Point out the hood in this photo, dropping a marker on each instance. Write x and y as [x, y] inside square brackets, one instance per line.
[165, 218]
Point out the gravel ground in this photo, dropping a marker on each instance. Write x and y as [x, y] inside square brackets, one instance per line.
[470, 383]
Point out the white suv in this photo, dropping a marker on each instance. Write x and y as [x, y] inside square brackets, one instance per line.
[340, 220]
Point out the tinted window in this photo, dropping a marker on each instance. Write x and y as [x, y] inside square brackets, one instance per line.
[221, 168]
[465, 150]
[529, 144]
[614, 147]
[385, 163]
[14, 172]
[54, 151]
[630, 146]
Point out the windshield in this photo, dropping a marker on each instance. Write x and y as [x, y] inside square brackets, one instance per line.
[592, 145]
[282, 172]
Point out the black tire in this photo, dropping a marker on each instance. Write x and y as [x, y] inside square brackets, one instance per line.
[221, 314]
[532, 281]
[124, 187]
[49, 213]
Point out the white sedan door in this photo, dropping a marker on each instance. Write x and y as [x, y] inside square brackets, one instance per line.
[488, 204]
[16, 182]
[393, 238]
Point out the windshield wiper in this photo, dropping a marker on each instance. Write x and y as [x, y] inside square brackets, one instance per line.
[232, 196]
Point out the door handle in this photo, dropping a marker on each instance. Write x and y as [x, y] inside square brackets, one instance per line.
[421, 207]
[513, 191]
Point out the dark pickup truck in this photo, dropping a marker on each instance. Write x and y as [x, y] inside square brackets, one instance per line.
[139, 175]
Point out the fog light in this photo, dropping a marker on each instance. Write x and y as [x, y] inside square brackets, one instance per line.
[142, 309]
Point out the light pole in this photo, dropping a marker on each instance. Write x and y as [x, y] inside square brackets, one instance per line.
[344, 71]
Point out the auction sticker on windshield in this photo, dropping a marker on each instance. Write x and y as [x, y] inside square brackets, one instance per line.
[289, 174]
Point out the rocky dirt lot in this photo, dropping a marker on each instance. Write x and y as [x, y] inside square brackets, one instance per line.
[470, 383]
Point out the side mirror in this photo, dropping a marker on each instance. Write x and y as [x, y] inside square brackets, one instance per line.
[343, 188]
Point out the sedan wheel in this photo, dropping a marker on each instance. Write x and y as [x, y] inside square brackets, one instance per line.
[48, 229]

> [Assignment]: A word-for-word restatement of the lines running from the one with "Point out the rocky" to the last line of the records is the whole answer.

> [Your response]:
Point out the rocky dirt lot in this photo, dropping a marker on each instance. Write x and y as [x, y] inside square brackets, one instance per line.
[470, 383]
Point out the side mirror in this photo, dropping a marker on each instance. Write x and y as [x, y] inside square brackets, one instance per line.
[343, 188]
Point out the sedan wheel in this photo, dropping a marker on each instance. Write x and y as [x, y] inside square brackets, one instance per line.
[48, 229]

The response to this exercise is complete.